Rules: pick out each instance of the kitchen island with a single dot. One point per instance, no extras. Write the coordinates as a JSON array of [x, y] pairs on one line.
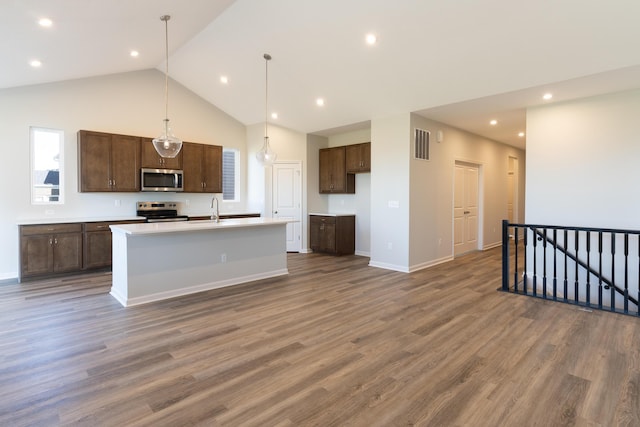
[[154, 261]]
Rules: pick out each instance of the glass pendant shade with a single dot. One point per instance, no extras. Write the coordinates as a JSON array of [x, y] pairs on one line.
[[266, 155], [167, 144]]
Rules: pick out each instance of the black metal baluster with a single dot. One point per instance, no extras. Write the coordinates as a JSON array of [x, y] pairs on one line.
[[524, 272], [600, 270], [555, 264], [626, 272], [576, 281], [515, 272], [544, 263], [566, 256], [535, 263], [612, 287], [505, 255], [588, 269]]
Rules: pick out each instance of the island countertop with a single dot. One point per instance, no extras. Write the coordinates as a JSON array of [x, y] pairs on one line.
[[197, 225]]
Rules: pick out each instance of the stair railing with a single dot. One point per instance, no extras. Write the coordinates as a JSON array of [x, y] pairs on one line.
[[575, 265]]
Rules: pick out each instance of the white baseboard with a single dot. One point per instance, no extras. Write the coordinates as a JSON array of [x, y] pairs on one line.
[[128, 302]]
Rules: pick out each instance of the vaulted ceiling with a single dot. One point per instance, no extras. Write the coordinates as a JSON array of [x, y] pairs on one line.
[[459, 62]]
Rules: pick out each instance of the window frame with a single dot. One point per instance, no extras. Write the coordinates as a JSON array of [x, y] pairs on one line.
[[236, 180], [36, 199]]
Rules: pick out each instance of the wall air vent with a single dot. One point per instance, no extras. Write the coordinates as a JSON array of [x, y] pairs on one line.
[[421, 144]]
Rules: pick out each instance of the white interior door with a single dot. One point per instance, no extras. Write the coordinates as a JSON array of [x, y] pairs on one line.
[[287, 200], [465, 209]]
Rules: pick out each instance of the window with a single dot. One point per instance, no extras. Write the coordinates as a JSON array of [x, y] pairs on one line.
[[230, 174], [47, 176]]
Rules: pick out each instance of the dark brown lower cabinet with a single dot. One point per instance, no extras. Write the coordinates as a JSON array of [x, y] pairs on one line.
[[50, 248], [333, 234], [96, 245]]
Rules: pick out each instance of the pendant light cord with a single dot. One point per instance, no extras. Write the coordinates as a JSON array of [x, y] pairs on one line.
[[267, 57], [166, 18]]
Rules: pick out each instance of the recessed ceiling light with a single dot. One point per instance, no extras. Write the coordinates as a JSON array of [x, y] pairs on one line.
[[45, 22], [371, 39]]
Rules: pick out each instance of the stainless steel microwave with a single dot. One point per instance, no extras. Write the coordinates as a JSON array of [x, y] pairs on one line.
[[161, 180]]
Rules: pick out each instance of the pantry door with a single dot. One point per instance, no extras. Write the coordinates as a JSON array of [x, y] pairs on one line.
[[465, 208], [287, 200]]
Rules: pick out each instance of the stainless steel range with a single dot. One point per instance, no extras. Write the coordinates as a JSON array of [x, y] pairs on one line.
[[160, 211]]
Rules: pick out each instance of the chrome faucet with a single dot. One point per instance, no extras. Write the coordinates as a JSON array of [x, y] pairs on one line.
[[215, 215]]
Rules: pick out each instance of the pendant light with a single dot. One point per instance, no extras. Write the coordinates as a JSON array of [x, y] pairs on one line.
[[167, 144], [266, 155]]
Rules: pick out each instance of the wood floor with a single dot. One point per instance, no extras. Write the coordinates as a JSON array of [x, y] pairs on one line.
[[334, 343]]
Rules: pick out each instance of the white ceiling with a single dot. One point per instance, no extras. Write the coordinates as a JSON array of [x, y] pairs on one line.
[[459, 62]]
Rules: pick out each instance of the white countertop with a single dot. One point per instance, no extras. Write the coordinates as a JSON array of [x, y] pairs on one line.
[[52, 220], [198, 225], [190, 215], [333, 214]]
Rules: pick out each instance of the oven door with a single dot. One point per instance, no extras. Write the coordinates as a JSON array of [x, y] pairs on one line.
[[161, 180]]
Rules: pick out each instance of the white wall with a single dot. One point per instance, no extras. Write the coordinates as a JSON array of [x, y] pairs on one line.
[[432, 185], [419, 232], [582, 162], [390, 201], [130, 103]]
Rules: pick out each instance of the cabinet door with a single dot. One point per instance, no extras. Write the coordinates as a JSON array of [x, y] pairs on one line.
[[151, 158], [36, 255], [314, 238], [97, 249], [212, 168], [125, 163], [67, 252], [325, 170], [358, 158], [94, 161], [338, 170], [192, 164], [328, 237]]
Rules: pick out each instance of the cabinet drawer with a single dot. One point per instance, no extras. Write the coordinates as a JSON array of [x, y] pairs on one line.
[[96, 226], [323, 219], [31, 230]]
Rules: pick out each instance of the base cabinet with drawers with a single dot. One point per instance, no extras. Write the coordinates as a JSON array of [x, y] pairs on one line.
[[333, 234], [51, 249]]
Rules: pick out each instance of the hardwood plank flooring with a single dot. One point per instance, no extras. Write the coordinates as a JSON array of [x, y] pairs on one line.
[[334, 343]]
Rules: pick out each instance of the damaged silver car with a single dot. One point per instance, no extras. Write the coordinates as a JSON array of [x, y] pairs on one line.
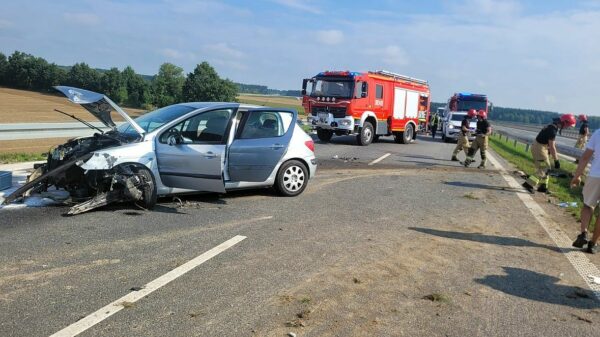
[[182, 148]]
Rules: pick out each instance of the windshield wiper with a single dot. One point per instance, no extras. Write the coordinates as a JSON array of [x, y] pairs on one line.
[[81, 120]]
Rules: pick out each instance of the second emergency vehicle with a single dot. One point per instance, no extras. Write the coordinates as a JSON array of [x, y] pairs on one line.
[[368, 105]]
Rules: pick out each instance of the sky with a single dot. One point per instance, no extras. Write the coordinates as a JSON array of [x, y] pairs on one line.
[[525, 54]]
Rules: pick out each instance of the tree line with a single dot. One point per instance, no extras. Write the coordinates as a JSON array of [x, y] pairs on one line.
[[525, 116], [169, 86]]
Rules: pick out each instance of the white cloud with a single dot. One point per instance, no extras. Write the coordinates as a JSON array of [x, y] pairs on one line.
[[330, 37], [82, 18], [223, 50], [299, 5], [391, 56]]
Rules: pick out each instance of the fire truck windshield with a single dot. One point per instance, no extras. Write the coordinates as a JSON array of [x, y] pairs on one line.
[[464, 105], [333, 88]]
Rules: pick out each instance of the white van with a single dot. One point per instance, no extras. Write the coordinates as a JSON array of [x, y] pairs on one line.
[[451, 126]]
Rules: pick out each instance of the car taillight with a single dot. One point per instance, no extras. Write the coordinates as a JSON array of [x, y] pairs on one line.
[[310, 144]]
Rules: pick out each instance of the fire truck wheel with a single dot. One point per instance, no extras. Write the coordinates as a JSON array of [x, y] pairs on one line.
[[405, 136], [324, 135], [366, 134]]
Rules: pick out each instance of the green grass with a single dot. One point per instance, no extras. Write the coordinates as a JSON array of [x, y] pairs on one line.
[[266, 102], [8, 158], [559, 187]]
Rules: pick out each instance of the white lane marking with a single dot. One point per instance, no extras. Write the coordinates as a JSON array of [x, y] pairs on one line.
[[380, 159], [578, 260], [134, 296]]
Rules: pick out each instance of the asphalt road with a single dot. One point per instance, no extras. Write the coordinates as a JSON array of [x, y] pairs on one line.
[[358, 254]]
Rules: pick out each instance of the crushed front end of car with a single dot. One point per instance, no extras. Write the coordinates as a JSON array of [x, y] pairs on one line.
[[92, 186]]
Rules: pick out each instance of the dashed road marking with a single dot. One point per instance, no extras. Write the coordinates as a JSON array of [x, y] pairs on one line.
[[578, 260], [380, 159], [134, 296]]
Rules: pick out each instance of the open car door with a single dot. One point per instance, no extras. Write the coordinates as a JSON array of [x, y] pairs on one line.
[[191, 153], [260, 142]]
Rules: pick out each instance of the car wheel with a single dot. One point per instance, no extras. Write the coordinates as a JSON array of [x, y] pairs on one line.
[[324, 135], [149, 194], [292, 178], [366, 134], [406, 136]]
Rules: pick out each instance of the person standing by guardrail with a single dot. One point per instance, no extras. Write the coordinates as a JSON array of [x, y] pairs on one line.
[[462, 143], [482, 133], [583, 133], [544, 145], [591, 193]]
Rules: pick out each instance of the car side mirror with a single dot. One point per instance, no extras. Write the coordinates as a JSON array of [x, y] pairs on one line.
[[174, 137]]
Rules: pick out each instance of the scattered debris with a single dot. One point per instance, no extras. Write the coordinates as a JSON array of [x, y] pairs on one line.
[[437, 297], [582, 318], [127, 305], [470, 196]]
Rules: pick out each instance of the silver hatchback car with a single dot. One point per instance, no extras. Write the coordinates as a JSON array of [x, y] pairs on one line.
[[181, 148]]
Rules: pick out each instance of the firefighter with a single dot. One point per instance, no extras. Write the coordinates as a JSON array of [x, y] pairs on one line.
[[545, 144], [435, 121], [463, 136], [482, 133], [584, 131]]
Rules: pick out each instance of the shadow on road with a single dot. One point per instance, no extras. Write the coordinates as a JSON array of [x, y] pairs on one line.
[[483, 238], [539, 287], [485, 187]]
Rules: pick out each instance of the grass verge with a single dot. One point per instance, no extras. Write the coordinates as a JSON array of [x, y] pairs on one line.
[[8, 158], [559, 187]]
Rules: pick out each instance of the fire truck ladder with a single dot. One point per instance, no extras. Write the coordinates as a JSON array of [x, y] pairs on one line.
[[399, 76]]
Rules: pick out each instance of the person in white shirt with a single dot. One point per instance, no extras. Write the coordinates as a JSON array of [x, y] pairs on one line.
[[591, 192]]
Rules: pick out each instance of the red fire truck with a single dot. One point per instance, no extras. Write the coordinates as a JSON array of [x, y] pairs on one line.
[[367, 105]]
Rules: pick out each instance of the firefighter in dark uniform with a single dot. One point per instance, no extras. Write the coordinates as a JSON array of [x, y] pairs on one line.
[[482, 133], [584, 132], [463, 137], [543, 147]]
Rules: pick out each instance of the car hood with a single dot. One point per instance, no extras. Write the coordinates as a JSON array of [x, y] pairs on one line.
[[98, 105]]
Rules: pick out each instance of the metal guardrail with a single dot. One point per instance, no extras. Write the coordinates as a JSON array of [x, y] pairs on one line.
[[528, 141]]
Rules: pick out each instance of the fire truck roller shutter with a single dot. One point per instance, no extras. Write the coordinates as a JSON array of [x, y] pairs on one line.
[[412, 104], [399, 103]]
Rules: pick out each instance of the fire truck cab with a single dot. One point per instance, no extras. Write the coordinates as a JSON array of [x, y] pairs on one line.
[[368, 105]]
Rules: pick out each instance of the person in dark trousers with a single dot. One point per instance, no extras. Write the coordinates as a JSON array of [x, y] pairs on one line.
[[591, 193], [435, 121], [462, 143], [584, 131], [544, 146], [482, 133]]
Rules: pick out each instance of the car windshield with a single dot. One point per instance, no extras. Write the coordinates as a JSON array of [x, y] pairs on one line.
[[332, 88], [468, 105], [157, 118]]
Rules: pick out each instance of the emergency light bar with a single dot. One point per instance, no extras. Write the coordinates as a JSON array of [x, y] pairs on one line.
[[399, 76]]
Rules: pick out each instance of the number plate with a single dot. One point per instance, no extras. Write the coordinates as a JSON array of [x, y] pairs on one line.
[[323, 117]]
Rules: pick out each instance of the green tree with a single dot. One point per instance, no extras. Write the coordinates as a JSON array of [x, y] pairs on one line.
[[114, 86], [138, 93], [167, 85], [82, 76], [204, 84]]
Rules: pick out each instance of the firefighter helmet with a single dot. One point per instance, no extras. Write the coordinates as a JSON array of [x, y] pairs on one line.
[[568, 120]]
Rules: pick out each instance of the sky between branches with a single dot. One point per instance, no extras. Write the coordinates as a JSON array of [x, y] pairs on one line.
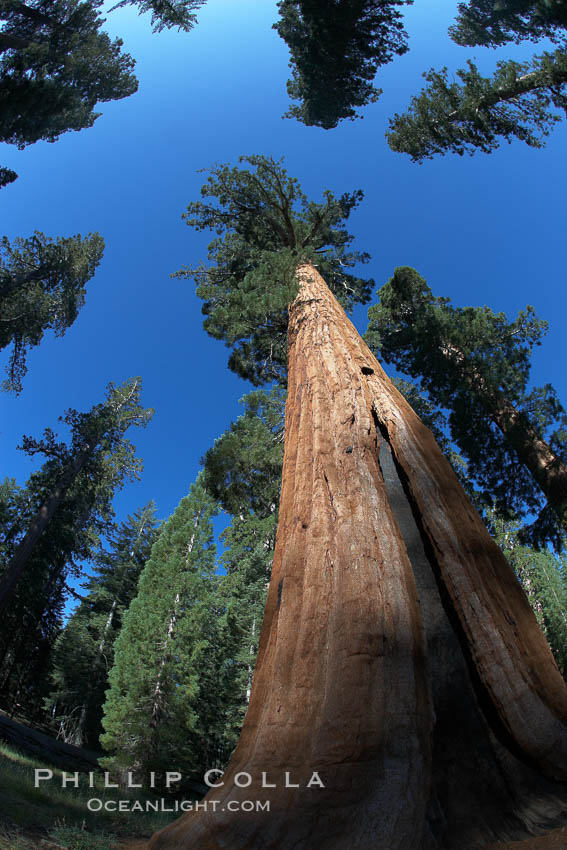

**What is asked**
Switch "baluster" to "spindle" in the entries from the start up to and including the line with "[[128, 302]]", and give those lines again with nothing else changed. Leave the pictures out of your answer.

**Exercise response**
Rules: pick out each instance of the kitchen island with a single dot. One point per instance, no extras. Write the coordinates as a JSON array of [x, y] pairs on one line.
[[154, 261]]
Rules: pick out each instance of the glass pendant shade with a single dot. One point per instance, no extras. Write the coordinates as a JSON array of [x, y] pairs on one line.
[[266, 155], [167, 144]]
Rules: pick out each instance of the black metal spindle with a single dot. One point per instance, no extras. Write the coordinates as a JSON array of [x, y] pairs on one line.
[[524, 272], [600, 270], [555, 264], [626, 272], [576, 281], [515, 272], [544, 263], [566, 256], [535, 263], [612, 287], [505, 255], [588, 269]]
Rules: pick out each instance of the island countertop with a single dot. One point per instance, no extras. Write the coordinates as a JSON array of [x, y] pairs on one line.
[[197, 225]]
Rules: pick out each instance of the stair railing with a single dot. One point per instance, no extras. Write the coordinates as a JSON array of [x, y] pairs on one line.
[[575, 265]]
Rules: pick out each instance of the white baseboard with a single dot. One point per instance, no extras. Write the coordinates as a JSON array of [x, y] pairs on one line.
[[128, 302]]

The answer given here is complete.